→ **DATA TO PROCESS**:
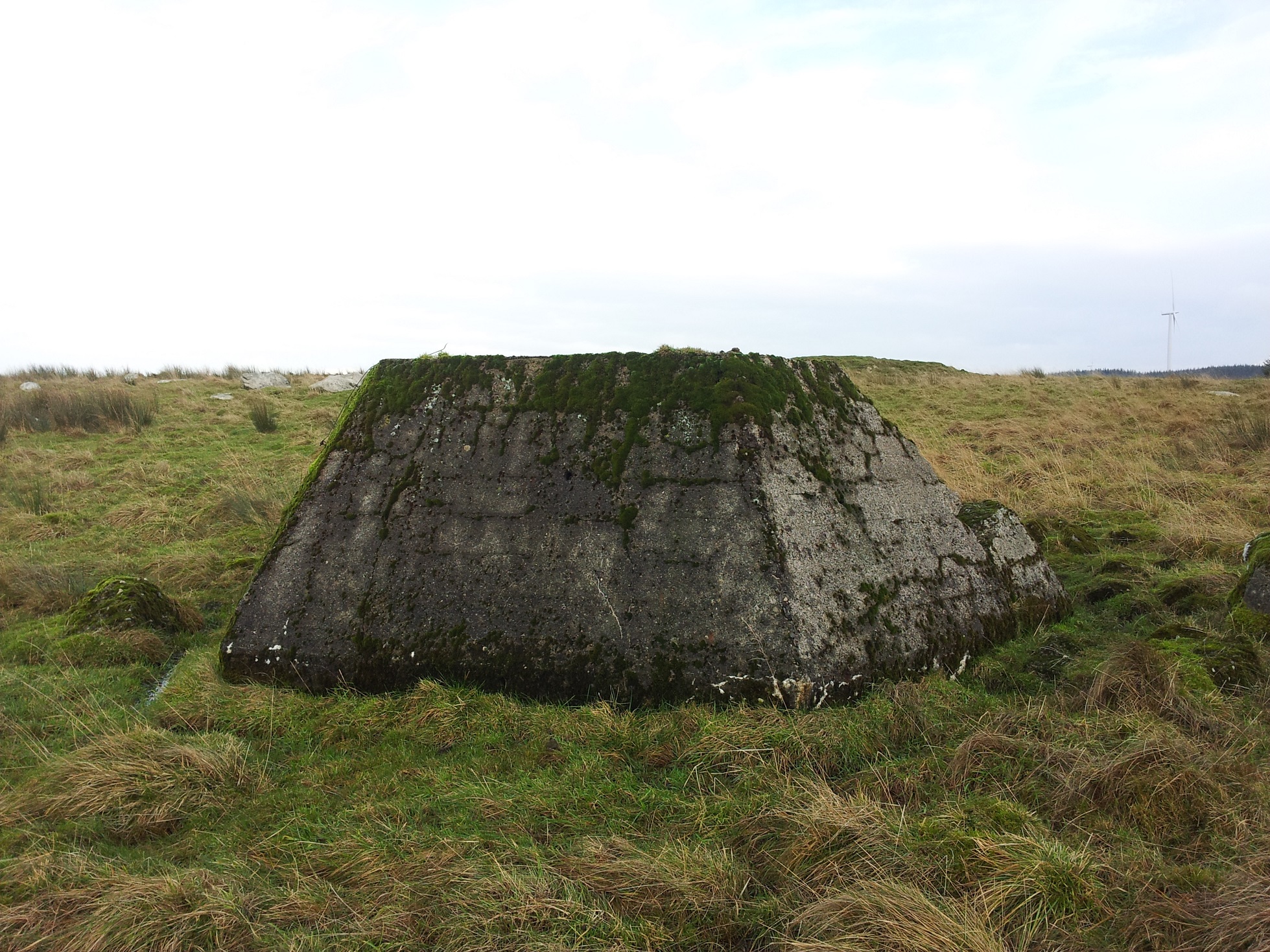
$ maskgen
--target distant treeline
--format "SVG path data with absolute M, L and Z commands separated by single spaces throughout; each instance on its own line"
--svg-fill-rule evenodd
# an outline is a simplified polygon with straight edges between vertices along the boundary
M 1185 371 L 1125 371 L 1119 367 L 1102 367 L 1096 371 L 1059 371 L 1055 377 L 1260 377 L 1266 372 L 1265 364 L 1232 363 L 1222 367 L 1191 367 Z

...

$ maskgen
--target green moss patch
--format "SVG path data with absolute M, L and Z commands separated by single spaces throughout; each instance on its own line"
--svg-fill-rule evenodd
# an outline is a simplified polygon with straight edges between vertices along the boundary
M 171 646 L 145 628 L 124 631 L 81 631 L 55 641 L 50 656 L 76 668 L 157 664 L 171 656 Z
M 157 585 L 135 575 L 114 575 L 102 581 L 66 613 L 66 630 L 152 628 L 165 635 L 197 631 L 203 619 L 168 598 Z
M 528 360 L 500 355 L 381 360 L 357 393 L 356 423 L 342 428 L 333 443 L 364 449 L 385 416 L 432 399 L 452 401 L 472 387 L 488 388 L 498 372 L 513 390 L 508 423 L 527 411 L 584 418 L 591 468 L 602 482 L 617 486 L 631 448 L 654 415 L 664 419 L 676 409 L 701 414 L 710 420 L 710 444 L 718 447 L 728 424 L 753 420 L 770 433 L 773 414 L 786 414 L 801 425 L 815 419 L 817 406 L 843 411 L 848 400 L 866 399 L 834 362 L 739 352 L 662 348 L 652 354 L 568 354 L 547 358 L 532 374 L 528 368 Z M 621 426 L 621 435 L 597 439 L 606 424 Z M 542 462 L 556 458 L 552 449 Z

* * *

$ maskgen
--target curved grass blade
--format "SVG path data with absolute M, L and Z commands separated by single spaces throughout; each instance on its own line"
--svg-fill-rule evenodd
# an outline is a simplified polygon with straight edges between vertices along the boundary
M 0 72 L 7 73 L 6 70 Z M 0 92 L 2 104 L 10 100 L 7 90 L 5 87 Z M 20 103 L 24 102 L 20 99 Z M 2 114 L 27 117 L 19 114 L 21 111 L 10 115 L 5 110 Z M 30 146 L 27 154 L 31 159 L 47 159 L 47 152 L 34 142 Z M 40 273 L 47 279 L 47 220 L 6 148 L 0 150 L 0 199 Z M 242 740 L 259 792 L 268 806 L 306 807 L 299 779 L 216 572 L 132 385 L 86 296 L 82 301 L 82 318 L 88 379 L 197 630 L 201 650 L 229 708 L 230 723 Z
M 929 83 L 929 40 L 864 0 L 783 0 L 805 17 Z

→ **AIM OF THE EXERCISE**: State how many lines in the entries above contain the string "target", with case counting, and reply with the number alone.

→ **WORKED ANSWER**: 3